**Exercise prompt**
Go through the entries below and return every line that contains "asked".

**Data to examine**
· · · · · · ·

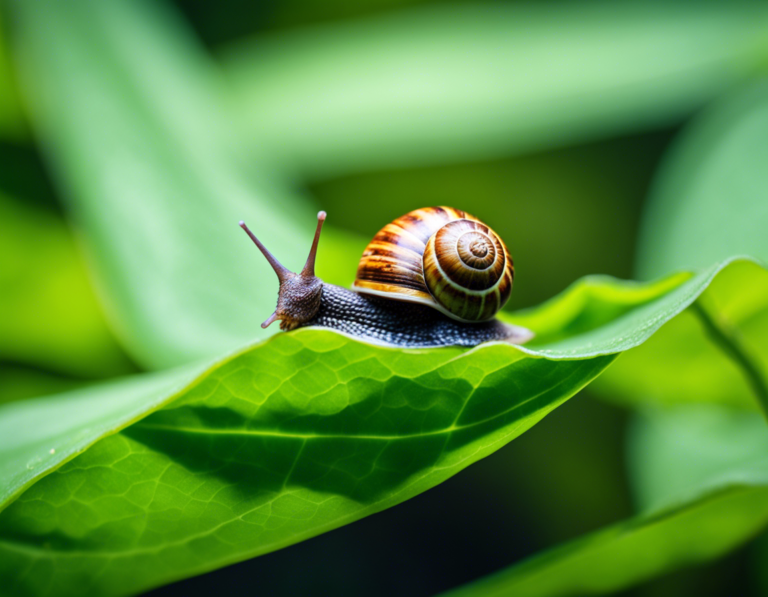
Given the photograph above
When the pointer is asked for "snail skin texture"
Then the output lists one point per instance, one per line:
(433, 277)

· · · · · · ·

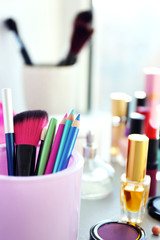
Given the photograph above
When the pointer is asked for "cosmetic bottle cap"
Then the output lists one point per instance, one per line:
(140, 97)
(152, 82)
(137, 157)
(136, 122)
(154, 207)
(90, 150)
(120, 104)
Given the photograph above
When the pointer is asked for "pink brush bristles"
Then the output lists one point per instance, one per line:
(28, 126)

· · · · · · ·

**Answer space**
When the pointer is asked for "snail skin texture"
When the pointer is asked for "cosmetic bottle cap"
When the pointer is asked for "pink brush bristles"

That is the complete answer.